What the task requires:
Exactly repeat all the records below, omitting the images they hold.

===

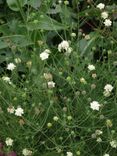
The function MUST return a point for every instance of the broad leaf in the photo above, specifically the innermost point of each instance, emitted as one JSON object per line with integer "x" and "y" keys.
{"x": 45, "y": 23}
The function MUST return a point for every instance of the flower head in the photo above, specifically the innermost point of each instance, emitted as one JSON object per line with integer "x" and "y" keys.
{"x": 91, "y": 67}
{"x": 6, "y": 79}
{"x": 11, "y": 66}
{"x": 19, "y": 111}
{"x": 107, "y": 22}
{"x": 95, "y": 105}
{"x": 69, "y": 154}
{"x": 44, "y": 55}
{"x": 100, "y": 6}
{"x": 108, "y": 88}
{"x": 104, "y": 15}
{"x": 26, "y": 152}
{"x": 113, "y": 143}
{"x": 51, "y": 84}
{"x": 9, "y": 141}
{"x": 64, "y": 45}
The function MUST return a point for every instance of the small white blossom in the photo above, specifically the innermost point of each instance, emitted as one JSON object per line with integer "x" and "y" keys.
{"x": 9, "y": 141}
{"x": 26, "y": 152}
{"x": 64, "y": 45}
{"x": 100, "y": 6}
{"x": 113, "y": 144}
{"x": 44, "y": 55}
{"x": 104, "y": 15}
{"x": 19, "y": 111}
{"x": 69, "y": 154}
{"x": 11, "y": 66}
{"x": 95, "y": 105}
{"x": 107, "y": 22}
{"x": 51, "y": 84}
{"x": 91, "y": 67}
{"x": 108, "y": 88}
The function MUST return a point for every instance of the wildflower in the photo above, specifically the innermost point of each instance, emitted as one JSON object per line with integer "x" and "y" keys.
{"x": 98, "y": 132}
{"x": 6, "y": 79}
{"x": 104, "y": 15}
{"x": 109, "y": 123}
{"x": 11, "y": 66}
{"x": 73, "y": 34}
{"x": 94, "y": 75}
{"x": 11, "y": 109}
{"x": 17, "y": 60}
{"x": 69, "y": 118}
{"x": 100, "y": 6}
{"x": 113, "y": 144}
{"x": 106, "y": 93}
{"x": 107, "y": 22}
{"x": 49, "y": 125}
{"x": 12, "y": 154}
{"x": 19, "y": 111}
{"x": 106, "y": 154}
{"x": 82, "y": 80}
{"x": 95, "y": 105}
{"x": 108, "y": 88}
{"x": 44, "y": 55}
{"x": 99, "y": 139}
{"x": 48, "y": 76}
{"x": 69, "y": 154}
{"x": 9, "y": 141}
{"x": 64, "y": 45}
{"x": 26, "y": 152}
{"x": 51, "y": 84}
{"x": 91, "y": 67}
{"x": 55, "y": 118}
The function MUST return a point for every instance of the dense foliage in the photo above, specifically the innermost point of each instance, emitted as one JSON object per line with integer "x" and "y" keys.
{"x": 58, "y": 78}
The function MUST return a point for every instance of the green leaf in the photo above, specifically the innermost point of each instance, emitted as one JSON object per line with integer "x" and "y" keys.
{"x": 86, "y": 45}
{"x": 45, "y": 23}
{"x": 15, "y": 4}
{"x": 3, "y": 45}
{"x": 35, "y": 3}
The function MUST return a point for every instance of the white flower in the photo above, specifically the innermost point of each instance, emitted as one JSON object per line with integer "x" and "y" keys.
{"x": 100, "y": 6}
{"x": 51, "y": 84}
{"x": 108, "y": 22}
{"x": 9, "y": 141}
{"x": 91, "y": 67}
{"x": 69, "y": 154}
{"x": 19, "y": 111}
{"x": 104, "y": 15}
{"x": 64, "y": 45}
{"x": 26, "y": 152}
{"x": 11, "y": 109}
{"x": 106, "y": 154}
{"x": 108, "y": 88}
{"x": 6, "y": 79}
{"x": 44, "y": 55}
{"x": 95, "y": 105}
{"x": 113, "y": 144}
{"x": 11, "y": 66}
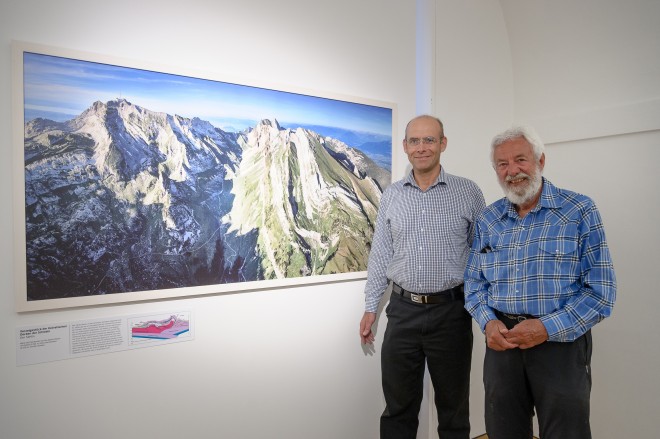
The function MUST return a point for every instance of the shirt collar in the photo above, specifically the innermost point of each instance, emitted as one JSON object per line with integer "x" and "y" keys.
{"x": 410, "y": 179}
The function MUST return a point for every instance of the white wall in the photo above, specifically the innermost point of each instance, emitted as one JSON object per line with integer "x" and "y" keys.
{"x": 587, "y": 75}
{"x": 474, "y": 98}
{"x": 283, "y": 363}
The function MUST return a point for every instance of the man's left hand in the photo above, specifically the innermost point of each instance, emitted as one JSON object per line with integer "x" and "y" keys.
{"x": 527, "y": 334}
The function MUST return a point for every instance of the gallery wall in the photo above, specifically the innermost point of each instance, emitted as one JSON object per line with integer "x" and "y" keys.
{"x": 586, "y": 74}
{"x": 287, "y": 362}
{"x": 282, "y": 363}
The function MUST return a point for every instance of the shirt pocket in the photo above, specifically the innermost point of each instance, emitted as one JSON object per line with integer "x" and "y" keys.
{"x": 559, "y": 257}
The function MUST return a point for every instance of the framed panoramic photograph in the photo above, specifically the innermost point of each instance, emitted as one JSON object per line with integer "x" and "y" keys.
{"x": 134, "y": 182}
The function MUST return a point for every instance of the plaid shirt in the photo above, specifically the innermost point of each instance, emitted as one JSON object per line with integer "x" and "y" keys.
{"x": 422, "y": 238}
{"x": 553, "y": 264}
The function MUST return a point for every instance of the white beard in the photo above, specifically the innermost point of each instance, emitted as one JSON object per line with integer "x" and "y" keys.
{"x": 522, "y": 195}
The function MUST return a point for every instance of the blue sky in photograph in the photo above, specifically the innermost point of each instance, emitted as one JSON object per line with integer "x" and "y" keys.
{"x": 61, "y": 88}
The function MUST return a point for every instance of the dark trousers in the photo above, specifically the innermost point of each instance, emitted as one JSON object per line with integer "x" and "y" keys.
{"x": 554, "y": 378}
{"x": 440, "y": 336}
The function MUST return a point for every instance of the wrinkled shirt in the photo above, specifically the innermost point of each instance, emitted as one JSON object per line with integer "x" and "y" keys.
{"x": 422, "y": 238}
{"x": 554, "y": 264}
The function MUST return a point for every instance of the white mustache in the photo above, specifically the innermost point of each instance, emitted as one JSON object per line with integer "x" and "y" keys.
{"x": 508, "y": 178}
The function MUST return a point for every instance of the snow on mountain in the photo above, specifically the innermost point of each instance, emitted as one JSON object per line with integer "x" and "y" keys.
{"x": 123, "y": 199}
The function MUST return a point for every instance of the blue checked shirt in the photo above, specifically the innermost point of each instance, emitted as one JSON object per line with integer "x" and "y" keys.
{"x": 422, "y": 238}
{"x": 553, "y": 264}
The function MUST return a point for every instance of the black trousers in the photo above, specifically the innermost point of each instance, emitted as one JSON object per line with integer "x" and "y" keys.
{"x": 440, "y": 336}
{"x": 554, "y": 378}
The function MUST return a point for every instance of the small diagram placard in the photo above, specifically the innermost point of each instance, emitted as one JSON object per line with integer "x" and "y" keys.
{"x": 52, "y": 342}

===

The completed task:
The function MUST return a point for every instance of the broad leaf in the photo above, specifically the innermost point of each instance, emitted as one JSON object per line with integer "x" and "y" keys.
{"x": 45, "y": 23}
The function MUST return a point for every instance of the flower head in the photo above, specifically the innermost point of each instance, emitted as one JSON object per line with integer "x" and "y" keys.
{"x": 91, "y": 67}
{"x": 6, "y": 79}
{"x": 11, "y": 66}
{"x": 19, "y": 111}
{"x": 107, "y": 22}
{"x": 95, "y": 105}
{"x": 69, "y": 154}
{"x": 44, "y": 55}
{"x": 100, "y": 6}
{"x": 108, "y": 88}
{"x": 104, "y": 15}
{"x": 26, "y": 152}
{"x": 113, "y": 143}
{"x": 51, "y": 84}
{"x": 9, "y": 141}
{"x": 64, "y": 45}
The function MUST return a point for every instance of the small white blossom in the photo above, specifically the innermost point of each instance, emitted as one JSON object per line with integer "x" and "y" keys.
{"x": 9, "y": 141}
{"x": 26, "y": 152}
{"x": 64, "y": 45}
{"x": 100, "y": 6}
{"x": 113, "y": 144}
{"x": 44, "y": 55}
{"x": 104, "y": 15}
{"x": 19, "y": 111}
{"x": 69, "y": 154}
{"x": 11, "y": 66}
{"x": 95, "y": 105}
{"x": 107, "y": 22}
{"x": 51, "y": 84}
{"x": 91, "y": 67}
{"x": 108, "y": 88}
The function MUST return a point for every instance of the wildflower in the photo above, specifically the innermost point of each instance, emitted as one JSON object per line with integer "x" and "y" keys.
{"x": 98, "y": 132}
{"x": 6, "y": 79}
{"x": 104, "y": 15}
{"x": 109, "y": 123}
{"x": 11, "y": 66}
{"x": 73, "y": 34}
{"x": 94, "y": 75}
{"x": 11, "y": 109}
{"x": 17, "y": 60}
{"x": 69, "y": 118}
{"x": 100, "y": 6}
{"x": 113, "y": 144}
{"x": 106, "y": 93}
{"x": 107, "y": 22}
{"x": 49, "y": 125}
{"x": 12, "y": 154}
{"x": 19, "y": 111}
{"x": 106, "y": 154}
{"x": 82, "y": 80}
{"x": 95, "y": 105}
{"x": 108, "y": 88}
{"x": 44, "y": 55}
{"x": 99, "y": 139}
{"x": 48, "y": 76}
{"x": 69, "y": 154}
{"x": 9, "y": 141}
{"x": 64, "y": 45}
{"x": 26, "y": 152}
{"x": 51, "y": 84}
{"x": 91, "y": 67}
{"x": 55, "y": 118}
The function MUST return a point for every instance of the dense foliage in the photo above, specifically the innermost point of each instance, emitted as one JSON object per line with integer "x" and "y" keys.
{"x": 58, "y": 78}
The function MUST return a point for every instance of the green leaf in the photo above, specifically the innermost point of each instance, emitted as one JSON object per line with integer "x" and "y" keys.
{"x": 86, "y": 45}
{"x": 45, "y": 23}
{"x": 15, "y": 4}
{"x": 3, "y": 45}
{"x": 35, "y": 3}
The function MUST return a point for every instance of the white flower in the photo above, specifically the innermost point of each instance, emitted as one JSON object per line with integer "x" and "y" keys.
{"x": 100, "y": 6}
{"x": 51, "y": 84}
{"x": 108, "y": 22}
{"x": 9, "y": 141}
{"x": 91, "y": 67}
{"x": 69, "y": 154}
{"x": 19, "y": 111}
{"x": 104, "y": 15}
{"x": 64, "y": 45}
{"x": 26, "y": 152}
{"x": 11, "y": 109}
{"x": 106, "y": 154}
{"x": 108, "y": 88}
{"x": 6, "y": 79}
{"x": 44, "y": 55}
{"x": 95, "y": 105}
{"x": 113, "y": 144}
{"x": 11, "y": 66}
The function MUST return a point for every instance of the shirt collar in the photo above, specifically the innermost point of each instance, emitted as one JSON object per line with integer "x" and "y" keys.
{"x": 410, "y": 179}
The function MUST return a point for every instance of the white wall in the photo above, specifically the innermost point of each instance, emitted as one JSON object per line with integer "x" and "y" keys.
{"x": 587, "y": 75}
{"x": 474, "y": 98}
{"x": 283, "y": 363}
The function MUST return a point for every instance of the man's left hand in the photo above, specifically the innermost point of each instance, emitted as one JSON object per line with integer "x" and "y" keys.
{"x": 527, "y": 334}
The function MUST return a point for every instance of the gallery wall in the photo above, specifically the innermost point of each instance, emitted as one JSON object per line with integer "x" and "y" keys.
{"x": 586, "y": 74}
{"x": 287, "y": 362}
{"x": 282, "y": 363}
The function MUST return a point for every instance of the shirt pocket in the photo above, specifically the innermost point of each instance, emitted as one JSON object per line with integer "x" and "y" keys.
{"x": 559, "y": 257}
The function MUST return a point for every instance of the framed panoramic photograph in the photo above, specifically the innermost point of each instance, emitted as one JSON object per line with integer "x" and "y" keys.
{"x": 134, "y": 182}
The function MUST return a point for every instance of the plaid shirt in the photo above, specifically the innermost point of each instance, emitted as one JSON object per line with integer "x" and "y" keys.
{"x": 422, "y": 238}
{"x": 553, "y": 264}
The function MUST return a point for every instance of the white beard in the photo above, specifically the innermost point of each instance, emitted as one JSON object per line with integer "x" and "y" keys.
{"x": 522, "y": 195}
The function MUST return a point for every instance of the blue sky in photograph in the photo above, specifically the innermost point of each instance, emitted as one JSON object per line with integer "x" and "y" keys.
{"x": 61, "y": 88}
The function MUST return a point for every instance of the dark trousers in the photo above, specifically the innermost point of each instance, emitted as one JSON object per line with integer "x" and "y" keys.
{"x": 554, "y": 378}
{"x": 440, "y": 336}
The function MUST return a point for every instance of the wrinkled shirt in the photo above, specifically the innermost point of each instance, emitted as one JSON object per line with integer "x" and "y" keys.
{"x": 422, "y": 238}
{"x": 554, "y": 264}
The function MUST return a point for every instance of the white mustache in the photo above, specifically the innermost point of each instance, emitted as one JSON object per line with integer "x" and "y" keys.
{"x": 508, "y": 178}
The function MUST return a point for every instance of the snow on mountain in the photo above, specifically the innermost point of each instance, emitted as one JSON object per line with integer "x" and "y" keys.
{"x": 123, "y": 199}
The function MUST return a point for every instance of the blue checked shirt in the photo above, specifically the innermost point of each instance, emitted as one JSON object per line with integer "x" and "y" keys.
{"x": 422, "y": 238}
{"x": 553, "y": 264}
The function MUST return a point for every instance of the black trousers in the photo above, specifically the innermost point of each instance, emitted as one JSON object per line with integer "x" and "y" keys.
{"x": 440, "y": 336}
{"x": 554, "y": 378}
The function MUST return a point for every instance of the small diagram placard in the photo above, specifically the innermost point of each instance, emitted as one JSON object per line with integer "x" and "y" keys.
{"x": 52, "y": 342}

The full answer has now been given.